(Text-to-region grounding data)

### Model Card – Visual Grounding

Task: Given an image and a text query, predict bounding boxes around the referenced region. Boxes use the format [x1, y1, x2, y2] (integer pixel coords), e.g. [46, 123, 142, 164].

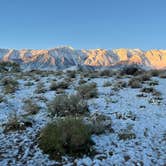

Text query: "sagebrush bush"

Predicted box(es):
[1, 77, 19, 94]
[112, 80, 127, 91]
[35, 82, 46, 93]
[120, 65, 144, 76]
[23, 99, 40, 115]
[137, 74, 151, 82]
[49, 94, 89, 117]
[128, 78, 142, 88]
[159, 73, 166, 78]
[141, 87, 155, 93]
[67, 70, 76, 78]
[38, 117, 93, 158]
[99, 69, 114, 77]
[118, 130, 136, 140]
[88, 113, 112, 134]
[4, 112, 25, 132]
[149, 69, 160, 77]
[78, 79, 87, 85]
[0, 61, 20, 72]
[103, 81, 112, 87]
[50, 81, 69, 90]
[0, 95, 4, 103]
[77, 82, 98, 99]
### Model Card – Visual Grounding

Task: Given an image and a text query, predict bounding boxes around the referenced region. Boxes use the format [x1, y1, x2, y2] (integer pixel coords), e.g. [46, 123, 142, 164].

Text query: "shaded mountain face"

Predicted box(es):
[0, 47, 166, 70]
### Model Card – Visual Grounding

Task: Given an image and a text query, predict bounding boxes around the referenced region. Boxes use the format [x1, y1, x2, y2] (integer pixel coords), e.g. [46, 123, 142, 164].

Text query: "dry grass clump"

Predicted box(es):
[38, 117, 94, 158]
[48, 94, 89, 117]
[77, 82, 98, 99]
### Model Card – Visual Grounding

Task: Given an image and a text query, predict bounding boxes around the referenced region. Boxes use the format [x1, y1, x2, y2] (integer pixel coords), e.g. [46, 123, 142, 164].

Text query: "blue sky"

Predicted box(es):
[0, 0, 166, 50]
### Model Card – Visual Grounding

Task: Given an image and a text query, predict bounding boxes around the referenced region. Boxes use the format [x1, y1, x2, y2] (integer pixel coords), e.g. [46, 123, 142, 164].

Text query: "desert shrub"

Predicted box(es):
[141, 87, 155, 93]
[4, 112, 25, 132]
[35, 82, 46, 93]
[152, 90, 162, 97]
[49, 81, 57, 90]
[149, 69, 160, 77]
[88, 113, 112, 134]
[67, 70, 76, 78]
[0, 96, 4, 103]
[24, 81, 34, 86]
[148, 80, 159, 86]
[50, 81, 69, 91]
[120, 65, 144, 76]
[112, 80, 127, 91]
[49, 94, 89, 117]
[77, 82, 98, 99]
[103, 81, 112, 87]
[2, 77, 19, 94]
[0, 61, 20, 72]
[99, 69, 114, 77]
[118, 130, 136, 140]
[128, 78, 142, 88]
[23, 99, 40, 115]
[38, 117, 94, 158]
[78, 79, 87, 85]
[159, 73, 166, 78]
[137, 73, 151, 82]
[88, 72, 100, 78]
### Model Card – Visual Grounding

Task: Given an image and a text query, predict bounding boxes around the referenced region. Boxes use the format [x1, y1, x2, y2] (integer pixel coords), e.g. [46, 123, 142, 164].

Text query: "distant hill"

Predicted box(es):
[0, 46, 166, 70]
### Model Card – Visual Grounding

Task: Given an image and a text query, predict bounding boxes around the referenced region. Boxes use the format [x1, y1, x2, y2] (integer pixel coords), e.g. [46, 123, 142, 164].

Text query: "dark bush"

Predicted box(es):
[0, 61, 20, 72]
[50, 81, 69, 91]
[128, 78, 142, 88]
[1, 77, 19, 94]
[38, 117, 94, 158]
[120, 65, 144, 76]
[77, 82, 98, 99]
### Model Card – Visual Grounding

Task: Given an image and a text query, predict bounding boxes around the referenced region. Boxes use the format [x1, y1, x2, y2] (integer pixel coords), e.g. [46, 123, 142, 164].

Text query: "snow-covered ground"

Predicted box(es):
[0, 71, 166, 166]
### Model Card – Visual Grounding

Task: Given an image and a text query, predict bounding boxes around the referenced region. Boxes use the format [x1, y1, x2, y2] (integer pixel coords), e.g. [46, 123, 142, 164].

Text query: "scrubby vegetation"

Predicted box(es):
[77, 82, 98, 99]
[0, 61, 20, 72]
[23, 99, 40, 115]
[0, 67, 166, 165]
[50, 81, 69, 91]
[120, 65, 144, 76]
[1, 77, 19, 94]
[38, 117, 94, 158]
[48, 94, 89, 117]
[4, 112, 25, 132]
[128, 78, 142, 88]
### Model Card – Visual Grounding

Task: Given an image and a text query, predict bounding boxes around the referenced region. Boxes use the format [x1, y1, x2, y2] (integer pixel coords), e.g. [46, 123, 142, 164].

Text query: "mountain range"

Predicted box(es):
[0, 46, 166, 70]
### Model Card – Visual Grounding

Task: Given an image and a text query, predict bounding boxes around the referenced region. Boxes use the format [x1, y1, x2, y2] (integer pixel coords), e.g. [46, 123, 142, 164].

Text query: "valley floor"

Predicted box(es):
[0, 70, 166, 166]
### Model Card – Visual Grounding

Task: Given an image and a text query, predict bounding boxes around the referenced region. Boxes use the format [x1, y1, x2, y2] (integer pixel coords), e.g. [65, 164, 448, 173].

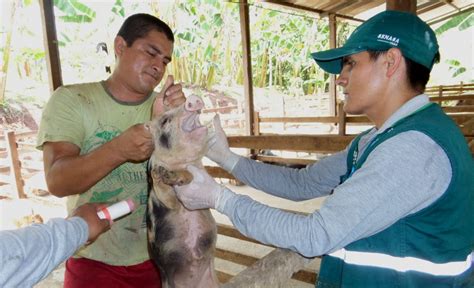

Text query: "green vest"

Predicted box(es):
[317, 104, 474, 288]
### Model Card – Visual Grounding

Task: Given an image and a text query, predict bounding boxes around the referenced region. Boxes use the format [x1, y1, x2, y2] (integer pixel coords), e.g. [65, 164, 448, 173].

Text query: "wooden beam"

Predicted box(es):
[5, 131, 26, 198]
[217, 223, 263, 245]
[206, 166, 236, 180]
[386, 0, 417, 14]
[216, 271, 233, 284]
[215, 248, 258, 267]
[262, 0, 365, 22]
[340, 0, 386, 16]
[39, 0, 63, 92]
[443, 106, 474, 113]
[427, 6, 474, 25]
[328, 13, 337, 117]
[259, 116, 338, 123]
[417, 1, 445, 15]
[239, 0, 255, 136]
[254, 155, 316, 166]
[338, 101, 346, 135]
[227, 135, 354, 153]
[429, 95, 474, 102]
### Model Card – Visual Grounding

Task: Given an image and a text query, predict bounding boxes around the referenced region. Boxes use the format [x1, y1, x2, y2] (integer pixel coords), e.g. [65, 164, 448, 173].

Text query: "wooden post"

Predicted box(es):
[328, 13, 337, 117]
[239, 0, 255, 137]
[337, 102, 346, 136]
[253, 111, 260, 136]
[39, 0, 63, 92]
[386, 0, 417, 14]
[5, 131, 26, 199]
[438, 85, 443, 105]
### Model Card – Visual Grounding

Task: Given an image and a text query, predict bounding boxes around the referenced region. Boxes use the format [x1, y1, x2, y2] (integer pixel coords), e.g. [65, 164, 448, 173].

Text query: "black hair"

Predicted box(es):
[367, 50, 440, 93]
[117, 13, 174, 47]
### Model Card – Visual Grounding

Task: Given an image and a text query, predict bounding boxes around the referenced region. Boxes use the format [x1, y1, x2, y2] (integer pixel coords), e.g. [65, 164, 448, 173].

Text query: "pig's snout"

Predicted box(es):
[185, 95, 204, 112]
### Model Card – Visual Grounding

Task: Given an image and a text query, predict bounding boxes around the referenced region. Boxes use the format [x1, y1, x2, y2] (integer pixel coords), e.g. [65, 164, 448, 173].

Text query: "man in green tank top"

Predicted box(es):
[37, 14, 185, 287]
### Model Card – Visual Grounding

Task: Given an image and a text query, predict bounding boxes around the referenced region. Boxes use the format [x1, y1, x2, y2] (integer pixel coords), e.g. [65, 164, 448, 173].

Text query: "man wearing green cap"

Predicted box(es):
[175, 10, 474, 287]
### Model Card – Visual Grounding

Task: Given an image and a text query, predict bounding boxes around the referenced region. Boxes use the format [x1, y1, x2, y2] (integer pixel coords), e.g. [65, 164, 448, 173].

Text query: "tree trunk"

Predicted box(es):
[0, 0, 18, 104]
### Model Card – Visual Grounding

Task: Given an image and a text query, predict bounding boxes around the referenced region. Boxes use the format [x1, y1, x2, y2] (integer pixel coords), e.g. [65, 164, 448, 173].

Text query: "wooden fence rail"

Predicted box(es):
[215, 223, 318, 285]
[254, 93, 474, 136]
[0, 130, 41, 199]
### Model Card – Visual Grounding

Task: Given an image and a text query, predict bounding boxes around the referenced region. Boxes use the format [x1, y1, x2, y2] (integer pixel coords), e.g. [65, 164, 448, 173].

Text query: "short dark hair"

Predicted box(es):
[117, 13, 174, 47]
[367, 50, 440, 93]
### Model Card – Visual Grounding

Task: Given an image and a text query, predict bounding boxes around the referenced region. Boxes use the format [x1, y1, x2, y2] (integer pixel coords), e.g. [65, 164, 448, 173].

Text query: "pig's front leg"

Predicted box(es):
[150, 166, 193, 210]
[154, 166, 193, 186]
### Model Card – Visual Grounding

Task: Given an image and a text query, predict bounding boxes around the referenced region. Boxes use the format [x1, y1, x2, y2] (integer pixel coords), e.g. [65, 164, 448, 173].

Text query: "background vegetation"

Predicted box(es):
[0, 0, 355, 108]
[1, 0, 472, 130]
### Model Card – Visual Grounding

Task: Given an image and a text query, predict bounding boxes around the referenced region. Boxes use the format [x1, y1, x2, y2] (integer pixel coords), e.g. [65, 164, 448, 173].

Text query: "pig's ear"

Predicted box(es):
[153, 75, 175, 118]
[152, 96, 166, 119]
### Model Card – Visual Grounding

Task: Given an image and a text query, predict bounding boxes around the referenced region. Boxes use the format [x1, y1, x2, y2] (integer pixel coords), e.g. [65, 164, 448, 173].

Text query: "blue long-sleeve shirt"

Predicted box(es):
[0, 217, 88, 287]
[217, 95, 452, 258]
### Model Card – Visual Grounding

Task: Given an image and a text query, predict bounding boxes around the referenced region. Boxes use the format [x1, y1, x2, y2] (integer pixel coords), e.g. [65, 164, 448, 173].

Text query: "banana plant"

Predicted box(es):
[53, 0, 96, 23]
[435, 10, 473, 80]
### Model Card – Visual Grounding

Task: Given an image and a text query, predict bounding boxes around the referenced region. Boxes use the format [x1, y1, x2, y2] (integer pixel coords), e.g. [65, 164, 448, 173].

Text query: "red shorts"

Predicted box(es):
[64, 257, 161, 288]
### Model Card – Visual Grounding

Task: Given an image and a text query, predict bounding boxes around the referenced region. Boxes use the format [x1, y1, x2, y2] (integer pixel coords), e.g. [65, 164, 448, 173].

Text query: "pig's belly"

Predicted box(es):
[147, 199, 218, 288]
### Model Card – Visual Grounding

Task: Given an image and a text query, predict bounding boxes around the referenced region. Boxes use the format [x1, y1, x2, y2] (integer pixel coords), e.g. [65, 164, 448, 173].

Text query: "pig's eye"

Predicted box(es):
[159, 133, 171, 149]
[160, 117, 171, 128]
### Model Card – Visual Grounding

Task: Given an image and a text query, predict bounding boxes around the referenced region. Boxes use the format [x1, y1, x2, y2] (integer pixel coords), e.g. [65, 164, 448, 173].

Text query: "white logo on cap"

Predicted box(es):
[377, 34, 399, 46]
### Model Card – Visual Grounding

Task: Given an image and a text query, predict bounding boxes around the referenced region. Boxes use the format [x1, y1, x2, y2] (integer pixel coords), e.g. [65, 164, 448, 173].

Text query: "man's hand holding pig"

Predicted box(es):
[206, 114, 241, 172]
[112, 124, 155, 163]
[113, 75, 186, 163]
[174, 165, 236, 211]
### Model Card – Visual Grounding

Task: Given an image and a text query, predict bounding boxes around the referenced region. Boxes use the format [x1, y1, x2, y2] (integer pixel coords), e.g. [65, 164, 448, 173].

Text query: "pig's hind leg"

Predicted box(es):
[147, 197, 188, 288]
[147, 202, 218, 288]
[172, 229, 219, 288]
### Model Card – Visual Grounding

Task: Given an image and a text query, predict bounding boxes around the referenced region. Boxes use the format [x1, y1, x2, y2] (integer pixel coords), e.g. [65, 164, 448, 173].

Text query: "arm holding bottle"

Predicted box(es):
[0, 203, 110, 287]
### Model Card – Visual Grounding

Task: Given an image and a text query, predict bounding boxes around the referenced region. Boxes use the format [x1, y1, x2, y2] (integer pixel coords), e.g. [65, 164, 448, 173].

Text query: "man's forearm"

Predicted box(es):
[0, 217, 88, 287]
[46, 140, 127, 197]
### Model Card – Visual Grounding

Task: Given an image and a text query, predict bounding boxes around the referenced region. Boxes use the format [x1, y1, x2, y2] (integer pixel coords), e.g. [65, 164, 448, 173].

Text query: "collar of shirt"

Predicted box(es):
[356, 94, 429, 156]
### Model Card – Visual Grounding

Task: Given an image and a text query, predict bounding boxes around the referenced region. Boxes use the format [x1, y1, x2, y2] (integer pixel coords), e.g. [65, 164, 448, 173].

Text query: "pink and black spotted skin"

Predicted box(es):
[146, 95, 219, 288]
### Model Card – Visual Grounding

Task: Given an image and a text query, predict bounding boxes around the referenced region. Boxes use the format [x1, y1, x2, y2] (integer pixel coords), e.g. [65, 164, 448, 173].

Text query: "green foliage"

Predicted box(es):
[435, 11, 473, 79]
[53, 0, 96, 23]
[459, 13, 474, 31]
[446, 59, 467, 78]
[246, 5, 348, 95]
[112, 0, 125, 17]
[158, 1, 354, 94]
[435, 10, 473, 34]
[4, 0, 351, 103]
[166, 0, 234, 88]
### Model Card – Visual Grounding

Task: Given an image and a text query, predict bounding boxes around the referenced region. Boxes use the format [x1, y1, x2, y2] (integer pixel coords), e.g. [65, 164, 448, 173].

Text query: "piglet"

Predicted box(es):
[146, 94, 219, 288]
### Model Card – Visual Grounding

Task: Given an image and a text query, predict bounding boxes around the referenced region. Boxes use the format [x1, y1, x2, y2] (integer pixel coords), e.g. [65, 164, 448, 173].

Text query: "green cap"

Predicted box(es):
[311, 10, 439, 74]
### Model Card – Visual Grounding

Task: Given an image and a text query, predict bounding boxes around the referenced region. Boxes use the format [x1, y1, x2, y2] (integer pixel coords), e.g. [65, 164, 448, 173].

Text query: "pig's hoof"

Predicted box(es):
[154, 166, 192, 186]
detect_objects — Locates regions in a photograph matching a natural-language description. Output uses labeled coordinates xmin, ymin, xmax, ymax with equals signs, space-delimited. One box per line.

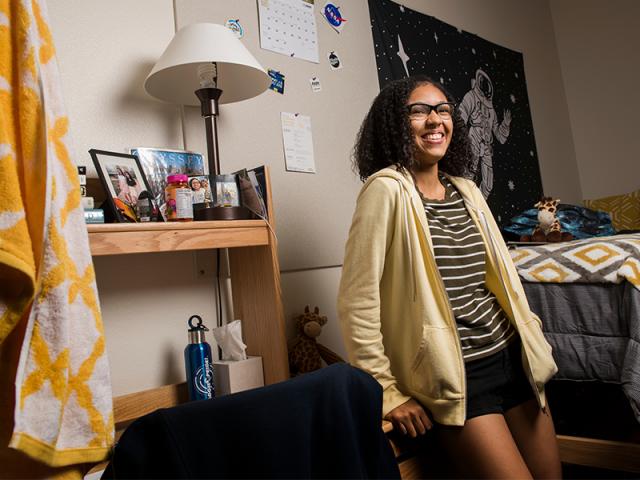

= What this task involves =
Identify each line in the records above containing the word "blue"; copy those lines.

= Task result =
Text query: "blue sky"
Text query: "blue long-sleeve shirt"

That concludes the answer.